Work to complete: Restate word for word the lines in the listing below, starting at the line containing "blue floral fabric" and ending at the line containing "the white wall", both included; leave out the rest.

*** Opening of Materials provided ***

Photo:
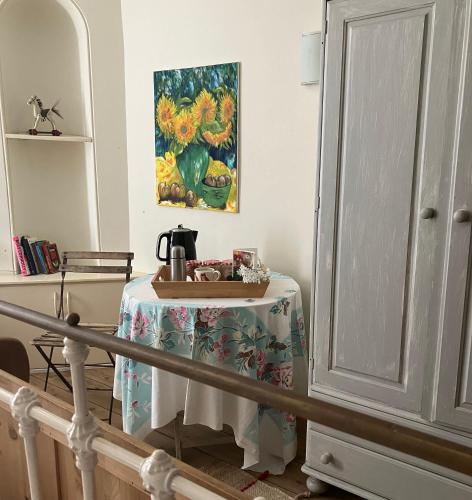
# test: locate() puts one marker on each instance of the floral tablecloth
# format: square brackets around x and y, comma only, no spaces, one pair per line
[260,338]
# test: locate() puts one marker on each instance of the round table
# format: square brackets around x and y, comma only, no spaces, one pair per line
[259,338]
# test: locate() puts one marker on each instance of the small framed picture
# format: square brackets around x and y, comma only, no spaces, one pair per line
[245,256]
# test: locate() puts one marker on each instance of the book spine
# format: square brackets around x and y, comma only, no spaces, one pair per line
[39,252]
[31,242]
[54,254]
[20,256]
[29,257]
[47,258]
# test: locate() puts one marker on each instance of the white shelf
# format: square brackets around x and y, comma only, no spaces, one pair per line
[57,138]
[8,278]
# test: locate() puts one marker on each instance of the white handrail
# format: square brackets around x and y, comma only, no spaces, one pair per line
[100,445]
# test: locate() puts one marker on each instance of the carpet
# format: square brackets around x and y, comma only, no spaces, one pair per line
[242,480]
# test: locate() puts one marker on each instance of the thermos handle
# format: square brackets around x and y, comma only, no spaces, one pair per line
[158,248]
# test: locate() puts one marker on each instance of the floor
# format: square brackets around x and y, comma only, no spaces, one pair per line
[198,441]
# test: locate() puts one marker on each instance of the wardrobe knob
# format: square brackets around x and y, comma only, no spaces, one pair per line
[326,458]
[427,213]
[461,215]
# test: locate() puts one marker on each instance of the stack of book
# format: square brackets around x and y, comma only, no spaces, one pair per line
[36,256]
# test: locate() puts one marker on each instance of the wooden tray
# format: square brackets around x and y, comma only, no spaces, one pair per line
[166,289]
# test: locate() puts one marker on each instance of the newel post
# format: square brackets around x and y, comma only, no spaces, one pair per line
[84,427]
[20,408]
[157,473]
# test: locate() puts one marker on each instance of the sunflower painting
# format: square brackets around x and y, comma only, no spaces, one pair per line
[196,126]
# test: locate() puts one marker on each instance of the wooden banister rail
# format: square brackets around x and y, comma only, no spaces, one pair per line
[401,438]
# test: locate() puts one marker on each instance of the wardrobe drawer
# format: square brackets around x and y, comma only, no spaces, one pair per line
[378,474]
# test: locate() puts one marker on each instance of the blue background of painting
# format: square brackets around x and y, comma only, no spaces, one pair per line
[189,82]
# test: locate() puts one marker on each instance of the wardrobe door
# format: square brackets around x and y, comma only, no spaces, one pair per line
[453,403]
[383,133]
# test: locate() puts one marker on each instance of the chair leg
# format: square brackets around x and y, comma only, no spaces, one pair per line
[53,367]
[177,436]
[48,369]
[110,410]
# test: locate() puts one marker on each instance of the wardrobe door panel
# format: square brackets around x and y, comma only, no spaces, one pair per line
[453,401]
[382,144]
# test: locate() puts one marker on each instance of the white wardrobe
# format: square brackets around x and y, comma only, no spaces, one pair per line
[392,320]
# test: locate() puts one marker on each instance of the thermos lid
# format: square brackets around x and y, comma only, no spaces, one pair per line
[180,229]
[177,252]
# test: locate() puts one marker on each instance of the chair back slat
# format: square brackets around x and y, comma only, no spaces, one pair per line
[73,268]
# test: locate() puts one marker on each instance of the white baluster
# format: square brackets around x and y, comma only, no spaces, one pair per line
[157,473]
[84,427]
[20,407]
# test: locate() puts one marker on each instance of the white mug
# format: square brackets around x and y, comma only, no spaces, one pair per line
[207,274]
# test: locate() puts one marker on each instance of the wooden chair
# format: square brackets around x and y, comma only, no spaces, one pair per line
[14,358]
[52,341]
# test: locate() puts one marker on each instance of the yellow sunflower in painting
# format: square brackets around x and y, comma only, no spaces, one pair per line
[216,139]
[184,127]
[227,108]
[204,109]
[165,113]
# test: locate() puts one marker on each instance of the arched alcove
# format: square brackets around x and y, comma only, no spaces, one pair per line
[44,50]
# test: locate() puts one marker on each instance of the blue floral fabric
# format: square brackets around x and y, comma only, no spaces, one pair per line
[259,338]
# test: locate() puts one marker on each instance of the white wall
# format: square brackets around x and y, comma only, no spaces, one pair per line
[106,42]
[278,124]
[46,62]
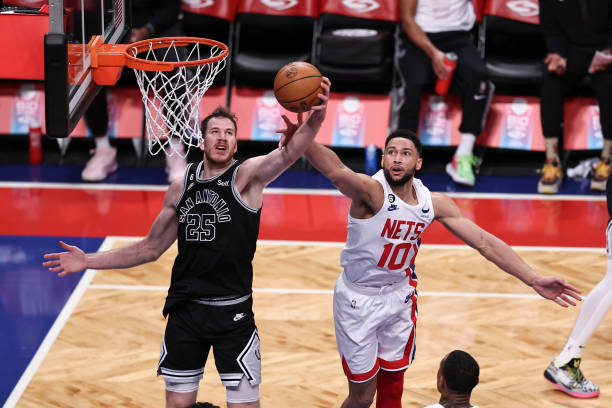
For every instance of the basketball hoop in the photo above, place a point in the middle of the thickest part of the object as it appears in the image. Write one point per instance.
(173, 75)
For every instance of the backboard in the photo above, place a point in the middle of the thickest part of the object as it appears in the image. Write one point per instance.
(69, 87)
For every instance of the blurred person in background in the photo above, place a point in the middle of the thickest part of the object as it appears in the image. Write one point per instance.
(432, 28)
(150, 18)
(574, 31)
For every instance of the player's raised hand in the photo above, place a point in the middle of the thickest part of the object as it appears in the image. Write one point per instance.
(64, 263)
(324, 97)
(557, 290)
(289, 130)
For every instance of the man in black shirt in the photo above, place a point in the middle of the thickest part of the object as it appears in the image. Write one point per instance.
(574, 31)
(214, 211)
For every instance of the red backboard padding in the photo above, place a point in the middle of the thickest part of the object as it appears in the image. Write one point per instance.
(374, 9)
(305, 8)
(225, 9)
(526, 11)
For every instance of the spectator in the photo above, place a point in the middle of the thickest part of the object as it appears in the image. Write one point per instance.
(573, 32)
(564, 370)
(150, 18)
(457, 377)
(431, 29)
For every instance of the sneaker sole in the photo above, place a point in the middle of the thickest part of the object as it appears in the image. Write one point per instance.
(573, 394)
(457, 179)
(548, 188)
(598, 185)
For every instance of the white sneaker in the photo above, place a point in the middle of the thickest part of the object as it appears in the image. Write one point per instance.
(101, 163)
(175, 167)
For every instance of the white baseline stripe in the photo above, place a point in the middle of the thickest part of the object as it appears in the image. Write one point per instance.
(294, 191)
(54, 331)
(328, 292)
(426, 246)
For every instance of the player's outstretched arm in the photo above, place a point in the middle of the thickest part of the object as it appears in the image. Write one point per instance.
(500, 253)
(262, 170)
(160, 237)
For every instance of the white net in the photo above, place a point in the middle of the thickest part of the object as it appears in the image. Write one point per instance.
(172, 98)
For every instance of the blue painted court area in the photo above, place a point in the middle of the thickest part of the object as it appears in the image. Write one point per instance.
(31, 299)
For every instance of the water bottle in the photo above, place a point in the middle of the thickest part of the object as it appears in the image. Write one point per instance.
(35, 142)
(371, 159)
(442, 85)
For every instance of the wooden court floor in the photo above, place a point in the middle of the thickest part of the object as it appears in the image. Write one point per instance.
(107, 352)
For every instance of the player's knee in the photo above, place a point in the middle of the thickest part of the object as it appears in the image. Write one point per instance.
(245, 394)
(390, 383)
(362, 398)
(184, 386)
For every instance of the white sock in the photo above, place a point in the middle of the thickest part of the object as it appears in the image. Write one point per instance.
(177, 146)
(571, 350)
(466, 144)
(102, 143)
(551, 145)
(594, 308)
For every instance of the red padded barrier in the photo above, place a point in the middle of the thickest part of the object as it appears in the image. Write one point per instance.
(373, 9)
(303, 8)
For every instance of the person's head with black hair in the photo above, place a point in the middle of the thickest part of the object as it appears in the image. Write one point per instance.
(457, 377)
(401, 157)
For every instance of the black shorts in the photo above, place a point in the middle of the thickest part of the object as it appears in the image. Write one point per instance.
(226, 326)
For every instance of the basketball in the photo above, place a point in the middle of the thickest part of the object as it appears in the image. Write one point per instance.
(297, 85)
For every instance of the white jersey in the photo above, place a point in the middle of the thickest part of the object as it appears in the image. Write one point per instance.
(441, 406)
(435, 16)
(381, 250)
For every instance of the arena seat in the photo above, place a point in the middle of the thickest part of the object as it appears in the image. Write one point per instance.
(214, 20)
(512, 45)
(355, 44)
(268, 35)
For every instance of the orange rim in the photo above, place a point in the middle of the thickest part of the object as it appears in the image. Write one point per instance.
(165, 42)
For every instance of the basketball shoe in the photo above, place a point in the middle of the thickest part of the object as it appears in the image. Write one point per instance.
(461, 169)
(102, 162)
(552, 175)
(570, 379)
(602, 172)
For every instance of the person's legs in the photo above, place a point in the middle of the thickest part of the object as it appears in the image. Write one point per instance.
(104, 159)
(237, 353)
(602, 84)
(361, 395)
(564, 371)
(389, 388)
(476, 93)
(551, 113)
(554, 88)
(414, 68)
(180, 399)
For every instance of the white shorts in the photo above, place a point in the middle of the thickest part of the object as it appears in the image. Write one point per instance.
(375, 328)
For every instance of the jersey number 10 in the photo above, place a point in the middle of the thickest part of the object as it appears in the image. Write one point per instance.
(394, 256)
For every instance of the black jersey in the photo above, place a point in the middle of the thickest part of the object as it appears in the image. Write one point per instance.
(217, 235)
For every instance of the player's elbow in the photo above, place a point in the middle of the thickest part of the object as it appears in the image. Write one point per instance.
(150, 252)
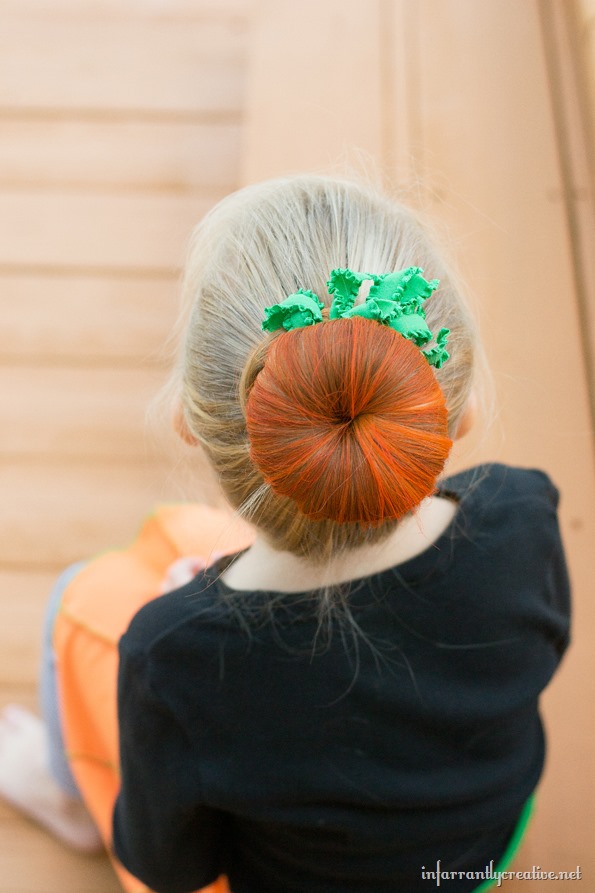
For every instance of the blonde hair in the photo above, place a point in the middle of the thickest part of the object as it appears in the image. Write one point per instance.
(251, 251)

*** Close of Materials provided ***

Expected answer:
# test: locate() puts one marker on each instance of the blue floral fabric
# format: square brackets around x and y, comma only, no spaces, one pair per line
[259,338]
# test: locate() puts one marker on each instance of the white wall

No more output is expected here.